The story of Eliana Nachem exemplifies both the promise and the challenges. In 2014, Eliana’s parents learned their daughter had Adenosine Deaminase Deficiency-Severe Combined Immunodeficiency (ADA-SCID). Living near woods in Fredericksburg, Virginia, the Nachems were forced to limit exposure to even minor germs.

At 10 months old, Eliana received an experimental gene therapy, which proved successful. As her immune system rebuilt, her parents were allowed to kiss her and take her outside. By 18 months, the Nachems were pushing her in a shopping cart. A recent study in the New England Journal of Medicine, co-authored by Kohn, followed 62 children with ADA-SCID treated with a one-time gene therapy, including Eliana. Nearly all experienced full immune system recovery, sustained for an average of almost eight years. Eliana is now in the sixth grade. “She’s amazing. She’s artistic, she’s a force of nature. Nothing holds her back,” said Caroline Nachem.
However, the therapy stalled. Orchard Therapeutics initiated a plan to develop the therapy in 2016 but halted investment a few years later. Orchard returned the therapy to its academic inventors in 2022. Researchers in Kohn’s lab formed Rarity Public Benefit Corporation to advance the development into a medication. The bottleneck now isn’t proving efficacy, but another crucial part of the drug approval process – developing commercial manufacturing.
“I’ve seen the highs and lows of this therapy,” said Paul Ayoub, CEO of Rarity. “The therapies work, but they get stuck in this academic phase… We wanted to take it into our own hands – to carry the proven science all the way to the end.” Meanwhile, families wait. Maria Thianthong, of Los Angeles, is one of them. Her three-year-old daughter, Eliyah, has been on the waiting list for the therapy since birth.

Point localization data
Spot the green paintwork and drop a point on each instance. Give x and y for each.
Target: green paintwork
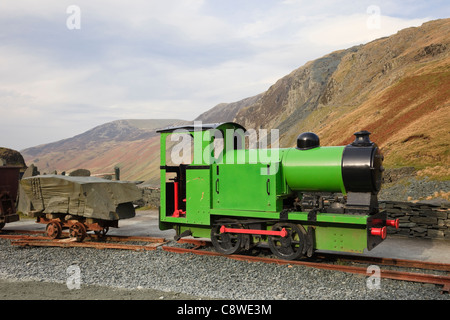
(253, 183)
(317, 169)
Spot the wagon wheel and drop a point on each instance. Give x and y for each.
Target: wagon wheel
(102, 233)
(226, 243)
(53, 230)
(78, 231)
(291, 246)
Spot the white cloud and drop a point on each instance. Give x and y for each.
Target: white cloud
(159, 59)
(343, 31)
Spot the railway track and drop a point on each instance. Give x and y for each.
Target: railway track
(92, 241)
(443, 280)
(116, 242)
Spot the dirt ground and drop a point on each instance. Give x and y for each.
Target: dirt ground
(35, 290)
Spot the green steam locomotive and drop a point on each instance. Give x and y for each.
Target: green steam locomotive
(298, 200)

--

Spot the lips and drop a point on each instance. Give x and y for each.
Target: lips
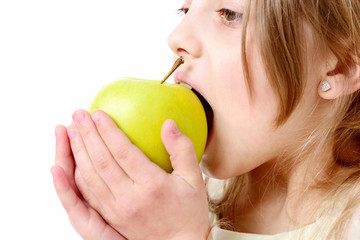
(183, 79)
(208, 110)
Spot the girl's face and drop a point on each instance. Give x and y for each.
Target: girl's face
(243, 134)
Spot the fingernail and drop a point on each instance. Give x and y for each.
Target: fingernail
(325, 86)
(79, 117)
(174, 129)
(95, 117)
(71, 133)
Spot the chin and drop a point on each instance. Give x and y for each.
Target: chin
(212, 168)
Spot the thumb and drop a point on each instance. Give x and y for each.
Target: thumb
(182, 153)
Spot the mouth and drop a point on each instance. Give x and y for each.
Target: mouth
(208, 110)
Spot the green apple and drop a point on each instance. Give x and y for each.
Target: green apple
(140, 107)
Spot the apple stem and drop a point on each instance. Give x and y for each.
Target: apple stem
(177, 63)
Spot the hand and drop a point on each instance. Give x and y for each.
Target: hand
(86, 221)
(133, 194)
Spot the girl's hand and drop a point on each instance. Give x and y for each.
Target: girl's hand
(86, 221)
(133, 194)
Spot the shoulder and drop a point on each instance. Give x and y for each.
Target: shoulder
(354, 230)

→ Required work: List every person the gene therapy text mentions by name, in the order each first appears. This data was drawn from a different source than the text.

→ Finished task: Eliana Nachem, Kohn, Caroline Nachem, Paul Ayoub, Maria Thianthong, Eliyah